__Problem description__. Count the lines in the data below that contain the word "tree", treating uppercase and lowercase letters as different. Give only the number.

+ + + + +

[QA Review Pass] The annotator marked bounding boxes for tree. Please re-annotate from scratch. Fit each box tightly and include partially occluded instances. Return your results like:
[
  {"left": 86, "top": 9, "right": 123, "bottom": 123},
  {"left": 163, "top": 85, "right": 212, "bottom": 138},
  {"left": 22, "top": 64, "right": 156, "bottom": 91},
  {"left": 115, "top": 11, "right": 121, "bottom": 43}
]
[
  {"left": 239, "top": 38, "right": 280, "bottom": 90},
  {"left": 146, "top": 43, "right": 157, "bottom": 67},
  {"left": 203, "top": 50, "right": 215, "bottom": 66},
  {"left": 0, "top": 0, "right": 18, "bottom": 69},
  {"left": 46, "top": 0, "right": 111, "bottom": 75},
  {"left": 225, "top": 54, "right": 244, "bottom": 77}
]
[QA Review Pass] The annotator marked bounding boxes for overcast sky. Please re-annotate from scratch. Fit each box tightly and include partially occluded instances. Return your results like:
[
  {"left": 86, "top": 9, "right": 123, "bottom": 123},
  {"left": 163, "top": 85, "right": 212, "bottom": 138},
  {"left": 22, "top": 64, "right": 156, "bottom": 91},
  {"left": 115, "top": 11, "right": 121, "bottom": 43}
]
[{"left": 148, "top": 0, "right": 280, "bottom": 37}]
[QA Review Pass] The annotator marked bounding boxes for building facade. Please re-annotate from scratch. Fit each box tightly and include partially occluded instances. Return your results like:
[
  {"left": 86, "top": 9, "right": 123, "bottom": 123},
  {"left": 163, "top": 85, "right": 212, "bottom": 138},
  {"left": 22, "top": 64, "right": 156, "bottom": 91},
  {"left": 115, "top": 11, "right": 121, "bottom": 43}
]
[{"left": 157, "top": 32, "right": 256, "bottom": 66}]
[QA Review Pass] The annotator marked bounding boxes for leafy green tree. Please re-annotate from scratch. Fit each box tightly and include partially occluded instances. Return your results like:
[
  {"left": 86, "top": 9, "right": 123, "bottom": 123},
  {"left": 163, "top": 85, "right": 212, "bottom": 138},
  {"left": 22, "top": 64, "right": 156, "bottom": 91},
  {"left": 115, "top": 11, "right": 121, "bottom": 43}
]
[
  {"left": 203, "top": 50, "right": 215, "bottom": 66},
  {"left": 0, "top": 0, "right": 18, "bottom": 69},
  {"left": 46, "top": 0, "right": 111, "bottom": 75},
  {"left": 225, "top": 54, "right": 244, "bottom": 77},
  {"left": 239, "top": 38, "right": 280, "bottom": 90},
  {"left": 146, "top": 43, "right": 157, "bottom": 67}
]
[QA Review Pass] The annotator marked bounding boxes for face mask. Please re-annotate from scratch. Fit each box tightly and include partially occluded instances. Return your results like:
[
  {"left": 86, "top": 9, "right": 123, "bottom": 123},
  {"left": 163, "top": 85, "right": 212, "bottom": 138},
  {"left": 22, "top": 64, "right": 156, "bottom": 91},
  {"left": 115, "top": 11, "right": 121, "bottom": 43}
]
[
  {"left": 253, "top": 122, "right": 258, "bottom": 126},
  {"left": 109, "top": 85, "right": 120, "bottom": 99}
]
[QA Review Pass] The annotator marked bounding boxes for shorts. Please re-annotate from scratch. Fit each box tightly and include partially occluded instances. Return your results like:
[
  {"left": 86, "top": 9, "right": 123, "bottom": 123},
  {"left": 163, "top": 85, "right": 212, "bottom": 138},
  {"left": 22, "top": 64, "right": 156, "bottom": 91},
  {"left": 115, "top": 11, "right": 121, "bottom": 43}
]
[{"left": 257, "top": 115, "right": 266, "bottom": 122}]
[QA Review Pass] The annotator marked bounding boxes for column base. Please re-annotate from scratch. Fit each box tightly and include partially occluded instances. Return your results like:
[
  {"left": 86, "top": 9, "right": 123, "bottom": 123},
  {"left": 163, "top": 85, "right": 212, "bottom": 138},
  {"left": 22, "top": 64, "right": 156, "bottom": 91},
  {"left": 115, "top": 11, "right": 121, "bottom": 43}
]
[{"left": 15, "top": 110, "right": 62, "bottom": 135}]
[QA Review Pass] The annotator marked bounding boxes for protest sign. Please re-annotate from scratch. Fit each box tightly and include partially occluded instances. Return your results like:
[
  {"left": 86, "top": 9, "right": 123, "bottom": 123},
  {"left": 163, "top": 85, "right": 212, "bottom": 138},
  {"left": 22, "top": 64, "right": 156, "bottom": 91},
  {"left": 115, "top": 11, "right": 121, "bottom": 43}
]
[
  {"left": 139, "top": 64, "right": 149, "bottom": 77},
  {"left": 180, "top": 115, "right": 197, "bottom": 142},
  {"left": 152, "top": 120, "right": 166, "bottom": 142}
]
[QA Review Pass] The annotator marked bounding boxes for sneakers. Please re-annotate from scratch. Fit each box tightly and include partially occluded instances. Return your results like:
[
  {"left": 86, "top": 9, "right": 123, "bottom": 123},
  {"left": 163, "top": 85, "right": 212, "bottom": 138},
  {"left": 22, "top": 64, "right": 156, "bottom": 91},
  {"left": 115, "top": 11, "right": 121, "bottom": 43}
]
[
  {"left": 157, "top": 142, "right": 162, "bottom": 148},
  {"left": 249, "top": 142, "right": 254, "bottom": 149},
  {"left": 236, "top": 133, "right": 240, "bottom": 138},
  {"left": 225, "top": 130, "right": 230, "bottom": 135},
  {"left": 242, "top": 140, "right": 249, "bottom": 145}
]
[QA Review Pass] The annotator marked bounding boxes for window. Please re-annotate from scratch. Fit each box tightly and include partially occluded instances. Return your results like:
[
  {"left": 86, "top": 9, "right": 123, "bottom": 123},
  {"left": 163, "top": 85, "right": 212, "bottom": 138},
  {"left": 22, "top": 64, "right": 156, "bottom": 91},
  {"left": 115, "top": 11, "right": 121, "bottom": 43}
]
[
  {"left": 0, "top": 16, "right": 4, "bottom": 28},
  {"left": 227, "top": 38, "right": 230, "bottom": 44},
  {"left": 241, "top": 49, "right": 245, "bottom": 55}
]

+ + + + +

__Response for this exercise__. 2